**Directions:**
Revise the passage of the Wrestling Classic review between "WWF The Wrestling Classic Review - Event" and "the first ‘Mania.", inclusive, replacing "blog" with "website".

WWF The Wrestling Classic Review - Event Poster

Regular Retro Pro Wrestling readers may have seen me mention in the past that my main motivation behind starting this blog was to review every single WWE PPV from Wrestlemania 1 to Wrestlemania 30.

Though I’ve since expanded that goal to include every WCW and ECW PPV too, I remain nonetheless committed to covering all of WWE’s “Premium Live Events” from the first three decades following the first ‘Mania.

Doing so means I occasionally have to go back and review stuff I’ve missed like the 1985 PPV, The Wrestling Classic.

Honestly, I’m not looking forward to it:

The World Wrestling Federation were not exactly known for producing a wealth of five-star bangers during the mid-1980s, and that’s before I mention the fact that this show features a 16-man tournament.

Every time I think of one-night tournaments I get flashbacks to the horrendous nightmare that was Wrestlemania IV and I can barely face it.

Still, face it I must, and I shall.

Besides, maybe The Wrestling Classic will be better than anticipated.

There’s only one way to find out, right?

Let’s get to it.

The World Wrestling Federation Presents Wrestlevision

WWF The Wrestling Classic Review - Wrestlevisionisio


Tonight’s show began with an introduction In which a Howard Finkle voice-over told us that the WWF presented Wrestlevision, without actually telling us what that was or what it meant.

Honestly, I’ve Googled this and I’m still none the wiser.

Perhaps it was an early name the company gave to their PPV specials or something.

Who knows?

**Provided material:**
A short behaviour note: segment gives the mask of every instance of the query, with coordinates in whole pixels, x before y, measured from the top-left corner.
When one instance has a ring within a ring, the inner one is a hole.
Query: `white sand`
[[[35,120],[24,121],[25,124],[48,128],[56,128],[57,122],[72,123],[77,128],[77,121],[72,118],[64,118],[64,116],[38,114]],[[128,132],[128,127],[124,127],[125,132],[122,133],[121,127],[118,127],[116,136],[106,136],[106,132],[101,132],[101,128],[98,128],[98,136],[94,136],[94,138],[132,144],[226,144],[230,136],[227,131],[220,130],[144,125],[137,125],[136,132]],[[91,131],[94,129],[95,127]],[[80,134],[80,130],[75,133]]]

**Answer for this exercise:**
WWF The Wrestling Classic Review - Event Poster

Regular Retro Pro Wrestling readers may have seen me mention in the past that my main motivation behind starting this website was to review every single WWE PPV from Wrestlemania 1 to Wrestlemania 30.

Though I’ve since expanded that goal to include every WCW and ECW PPV too, I remain nonetheless committed to covering all of WWE’s “Premium Live Events” from the first three decades following the first ‘Mania.